Stated goal A ▸
Decide whether each statement agrees with the podcast transcript below, answering yes or no and quoting the words from the transcript that settle it: (i) Nicole has lived in Melbourne for the last 20 years; (ii) Nicole has been with MYOB for the last 10 years; (iii) Nicole lives with a couple of dogs.

Source passage ▸
◇ ◇ ◇ ◇ ◇

Business Analyst at MYOB

Summary

In this episode Nicole Brand shares her story how she became a visual leader: I had the fortune to work with Nicole Brand for the last 18 month on a daily bases. I saw her progressing from not feeling confident enough to participate in meetings to the point where people follow Nicole’s lead into any meeting room and come along on her visual journeys. I have never seen a steeper learning curve in terms of visual leadership than Nicoles before – I hope the podcast inspires you as much as Nicole inspired me!

Transcript

Nicole:                               For me, the biggest tip is, don’t be afraid to not know everything and pass the pen on to someone else who knows more.

Marcel:                              Welcome everybody to the bikablo® radio, the Visual Facilitation Podcast. With me here today in Melbourne is Nicole Brand. Welcome, Nicole.

Nicole:                               Hi, everyone. Thank you, Marcel.

Marcel:                              Nicole is working as a product owner in a company called MYOB. Tell us a bit about who you are, where you come from, what you do?

Nicole:                               Yes, sure. I’ve been living in Melbourne for the last 20 years. Absolutely love it. It is my new home. I live with a couple of cats. I could be a crazy cat lady in the making.

Marcel:                              Great.

Nicole:                               When I’m not at home with my cats then I’m out practising yoga and learning how to be a yoga teacher which is also really exciting and if you can’t tell I do like trying to keep myself busy and doing 101 different things. I also work at MYOB as a product owner. I have been with the MYOB for the last 13 years. So I’ve actually been able to work in a number of different roles over the last six or seven years.

◇ ◇ ◇ ◇ ◇

[Collection entries]
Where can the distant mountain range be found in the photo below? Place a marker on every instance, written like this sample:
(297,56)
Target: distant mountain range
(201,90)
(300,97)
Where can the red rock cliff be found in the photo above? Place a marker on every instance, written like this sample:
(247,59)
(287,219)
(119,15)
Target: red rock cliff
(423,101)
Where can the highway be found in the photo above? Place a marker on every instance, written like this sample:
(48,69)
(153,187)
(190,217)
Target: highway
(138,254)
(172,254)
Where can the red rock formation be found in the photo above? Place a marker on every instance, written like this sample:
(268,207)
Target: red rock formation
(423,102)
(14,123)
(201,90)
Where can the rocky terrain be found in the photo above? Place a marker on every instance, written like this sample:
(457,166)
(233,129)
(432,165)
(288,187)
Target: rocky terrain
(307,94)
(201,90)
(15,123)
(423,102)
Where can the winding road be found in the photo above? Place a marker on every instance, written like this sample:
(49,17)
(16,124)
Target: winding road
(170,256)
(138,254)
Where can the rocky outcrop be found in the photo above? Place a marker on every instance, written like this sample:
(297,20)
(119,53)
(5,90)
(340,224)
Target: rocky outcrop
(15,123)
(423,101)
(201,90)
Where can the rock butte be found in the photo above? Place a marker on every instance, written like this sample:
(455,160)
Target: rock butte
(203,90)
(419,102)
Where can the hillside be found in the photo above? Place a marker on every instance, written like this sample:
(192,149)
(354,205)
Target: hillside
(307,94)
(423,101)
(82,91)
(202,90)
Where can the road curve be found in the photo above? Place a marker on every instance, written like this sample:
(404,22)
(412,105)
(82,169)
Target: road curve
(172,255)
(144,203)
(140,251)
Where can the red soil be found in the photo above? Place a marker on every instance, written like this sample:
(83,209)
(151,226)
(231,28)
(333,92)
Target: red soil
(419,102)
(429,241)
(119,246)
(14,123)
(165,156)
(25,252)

◇ ◇ ◇ ◇ ◇

Stated goal B ▸
Recast the listing above as a numbered list, from the line with "Where can the rock butte" up to and including the last line of the listing, leaving out blank lines.

Finished answer A ▸
(i) Yes: "I’ve been living in Melbourne for the last 20 years."
(ii) No: "I have been with the MYOB for the last 13 years."
(iii) No: "I live with a couple of cats."

Finished answer B ▸
1. Where can the rock butte be found in the photo above? Place a marker on every instance, written like this sample:
2. (455,160)
3. Target: rock butte
4. (203,90)
5. (419,102)
6. Where can the hillside be found in the photo above? Place a marker on every instance, written like this sample:
7. (192,149)
8. (354,205)
9. Target: hillside
10. (307,94)
11. (423,101)
12. (82,91)
13. (202,90)
14. Where can the road curve be found in the photo above? Place a marker on every instance, written like this sample:
15. (404,22)
16. (412,105)
17. (82,169)
18. Target: road curve
19. (172,255)
20. (144,203)
21. (140,251)
22. Where can the red soil be found in the photo above? Place a marker on every instance, written like this sample:
23. (83,209)
24. (151,226)
25. (231,28)
26. (333,92)
27. Target: red soil
28. (419,102)
29. (429,241)
30. (119,246)
31. (14,123)
32. (165,156)
33. (25,252)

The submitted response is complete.